SELECTED EXCERPT:
"""
I don't often -- ok, ever -- have the time anymore to go to conferences
that I'm not speaking at. But the significance of this subject, and the
prominence of the speakers, were too much for me to resist. And so at
the crack of dawn, I scrambled to a 6 AM shuttle to make the 8 AM
meeting in Midtown.
Everyone recognizes that our nation is in a financial mess. Too few
see that this mess is not simply the ordinary downs of a regular
business cycle. The American financial system walked the American
economy off a cliff. Large players took catastrophic risk. They were
allowed to take this risk because of a series of fundamental regulatory
mistakes; they were encouraged to take it by the implicit, sometimes
explicit promise, that failure would be bailed out. The gamble was
obvious and it worked. The suckers were us. They got the upside. We got
the bill.
So in coming to this meeting of some of the very best in the field
-- from Elizabeth Warren to George Soros -- I was keen to hear just
what the strategy was to restore us to some sort of financial sanity.
How could we avoid it again? Yet through the course of the morning, I
was struck by two very different and very depressing points.
The first is that things are actually much worse than anyone ever
talks about. The pivot points of our financial system -- the
infrastructure that lets free markets produce real wealth -- have
become profoundly corrupted. Balance sheets are "fictions," as
Professor Frank Partnoy put it. Trillions of dollars in liability hide
behind these fictions. And as expert after expert demonstrated,
practically every one of the design flaws that led to the collapse of
the past few years remains essentially unchanged within our financial
system still. That bubble burst, but we can already see the soaring
profits of the same firms that sucked billions in taxpayer funds. The
cycle has started again.
But the second point was even worse. Expert after expert spoke as if
the problems we faced were simple math errors. As if regulators had
just miscalculated, like a pilot who accidentally overshoots the run
way, or an engineer who mis-estimates the weight of cargo on a plane.
And so, because these were mere errors, people spoke as if these errors
could be corrected by a bunch of good ideas. The morning was filled
with good ideas. An angry earnestness was the tone of the day.
There were exceptions. The increasingly prominent folk-hero for the
middle class, Elizabeth Warren, tied the endless list of problems to
the endless power of "the banking lobby." But that framing was rare.
Again and again, we were led back to a frame of bad policies that smart
souls could correct. At least if "the people" could be educated enough
to demand that politicians do something sensible.
This is a profound denial. The gambling on Wall Street was not
caused by the equivalent of errors in arithmetic. It was caused by a
corruption of the system by which we regulate those markets. No true
theorist of free markets -- and certainly none of the heroes of even
the libertarian right -- believe that infrastructure markets like
financial systems can be left free of any regulation, including the
regulation of rules against fraud. Yet that ignorant anarchy was the
precise rule that governed a large part of our financial system. And
not by accident: An enormous amount of political influence was brought
to bear on the regulators of these core institutions of a free market
to get them to turn a blind eye to Wall Street's "innovations." People
who should have known better yielded to this political pressure. Smart
people did stupid things because "the politics" of doing right was
impossible.
Why? Why was their no political return from sensible policy? The
answer is so obvious that one feels stupid to even remark it.
"""
SHORT TASK 1:
Can you write out the part of the financial-crisis piece from "Again and again, we" up to and including "do something sensible."?
SHORT TASK 2:
Which people does the financial-crisis piece mention by name?

RECORD LIST:
"""
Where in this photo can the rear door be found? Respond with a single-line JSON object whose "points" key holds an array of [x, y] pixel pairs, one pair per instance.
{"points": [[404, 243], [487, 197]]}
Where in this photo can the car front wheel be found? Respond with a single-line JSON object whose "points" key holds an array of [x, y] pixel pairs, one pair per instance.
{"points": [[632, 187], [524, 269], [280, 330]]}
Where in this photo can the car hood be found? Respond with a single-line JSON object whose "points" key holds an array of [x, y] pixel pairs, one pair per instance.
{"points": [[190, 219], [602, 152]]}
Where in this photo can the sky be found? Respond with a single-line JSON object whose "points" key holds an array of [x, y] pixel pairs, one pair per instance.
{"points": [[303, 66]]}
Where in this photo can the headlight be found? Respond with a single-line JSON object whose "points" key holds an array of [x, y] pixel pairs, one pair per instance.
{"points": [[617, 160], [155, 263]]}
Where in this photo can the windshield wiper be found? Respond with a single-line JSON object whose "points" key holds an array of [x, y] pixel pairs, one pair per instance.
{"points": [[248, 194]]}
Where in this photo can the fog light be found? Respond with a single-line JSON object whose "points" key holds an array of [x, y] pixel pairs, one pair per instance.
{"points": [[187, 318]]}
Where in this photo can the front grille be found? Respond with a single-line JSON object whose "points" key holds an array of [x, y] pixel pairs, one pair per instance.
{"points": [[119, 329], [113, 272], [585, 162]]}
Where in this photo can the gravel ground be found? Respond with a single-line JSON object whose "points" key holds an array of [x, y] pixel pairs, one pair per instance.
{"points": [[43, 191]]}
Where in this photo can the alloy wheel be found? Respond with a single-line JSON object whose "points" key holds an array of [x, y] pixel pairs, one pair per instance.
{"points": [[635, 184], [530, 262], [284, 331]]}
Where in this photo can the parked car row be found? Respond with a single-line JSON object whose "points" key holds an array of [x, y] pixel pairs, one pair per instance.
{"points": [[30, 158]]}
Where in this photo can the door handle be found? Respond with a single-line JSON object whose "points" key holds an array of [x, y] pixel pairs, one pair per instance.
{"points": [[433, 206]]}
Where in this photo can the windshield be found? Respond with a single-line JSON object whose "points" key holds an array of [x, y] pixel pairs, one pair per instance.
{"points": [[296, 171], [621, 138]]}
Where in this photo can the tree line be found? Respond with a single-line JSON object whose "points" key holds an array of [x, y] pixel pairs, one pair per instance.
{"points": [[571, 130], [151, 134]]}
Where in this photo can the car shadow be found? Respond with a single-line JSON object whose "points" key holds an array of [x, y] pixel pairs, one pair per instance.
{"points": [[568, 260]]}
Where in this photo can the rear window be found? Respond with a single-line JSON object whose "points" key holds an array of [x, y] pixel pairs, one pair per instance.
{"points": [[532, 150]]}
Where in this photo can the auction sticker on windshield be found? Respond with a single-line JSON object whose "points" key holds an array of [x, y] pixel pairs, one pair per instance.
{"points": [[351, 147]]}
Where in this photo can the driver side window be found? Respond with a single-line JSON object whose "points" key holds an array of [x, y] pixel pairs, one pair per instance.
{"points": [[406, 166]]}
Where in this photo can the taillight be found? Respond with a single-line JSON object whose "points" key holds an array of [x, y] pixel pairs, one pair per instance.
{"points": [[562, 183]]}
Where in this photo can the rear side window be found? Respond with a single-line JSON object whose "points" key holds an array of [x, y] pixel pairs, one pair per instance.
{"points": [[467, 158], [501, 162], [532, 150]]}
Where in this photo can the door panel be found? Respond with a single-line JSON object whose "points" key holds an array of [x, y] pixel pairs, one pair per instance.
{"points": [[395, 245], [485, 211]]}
"""
"""
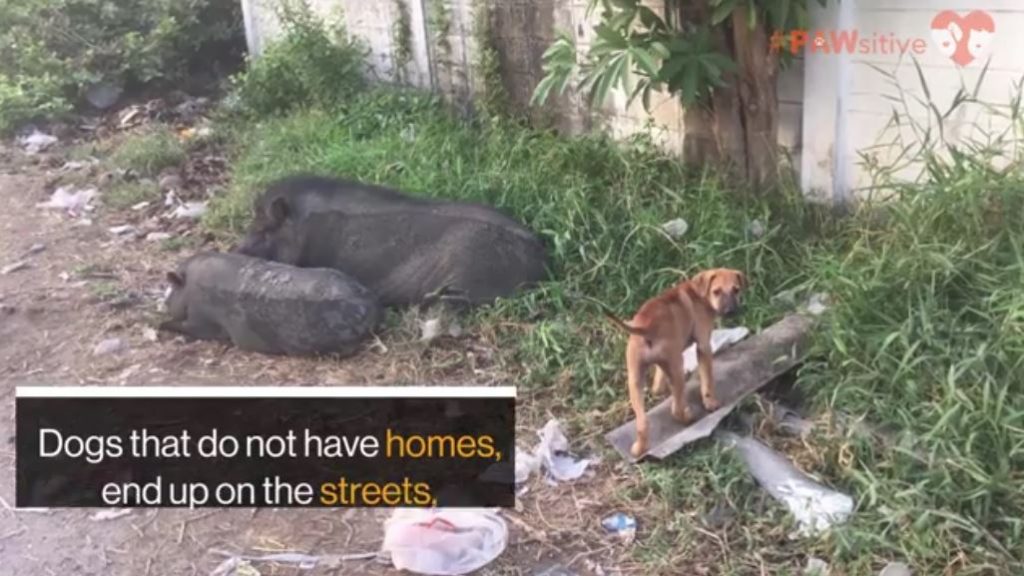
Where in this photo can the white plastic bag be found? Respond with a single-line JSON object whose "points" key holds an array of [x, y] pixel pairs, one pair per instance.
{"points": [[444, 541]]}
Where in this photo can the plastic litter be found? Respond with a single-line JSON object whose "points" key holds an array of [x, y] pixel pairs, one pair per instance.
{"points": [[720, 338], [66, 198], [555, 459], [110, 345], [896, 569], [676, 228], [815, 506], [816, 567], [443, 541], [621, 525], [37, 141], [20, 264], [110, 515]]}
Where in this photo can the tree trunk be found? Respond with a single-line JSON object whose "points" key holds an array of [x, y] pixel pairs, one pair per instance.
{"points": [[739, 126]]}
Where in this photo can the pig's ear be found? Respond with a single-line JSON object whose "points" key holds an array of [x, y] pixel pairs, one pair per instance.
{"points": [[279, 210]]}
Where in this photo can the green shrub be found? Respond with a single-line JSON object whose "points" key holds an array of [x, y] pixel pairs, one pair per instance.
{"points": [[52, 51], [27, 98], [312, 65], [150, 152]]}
"""
TASK SOLUTION 1:
Again and again, we were led back to a frame of bad policies that smart
souls could correct. At least if "the people" could be educated enough
to demand that politicians do something sensible.

TASK SOLUTION 2:
Elizabeth Warren, George Soros, Frank Partnoy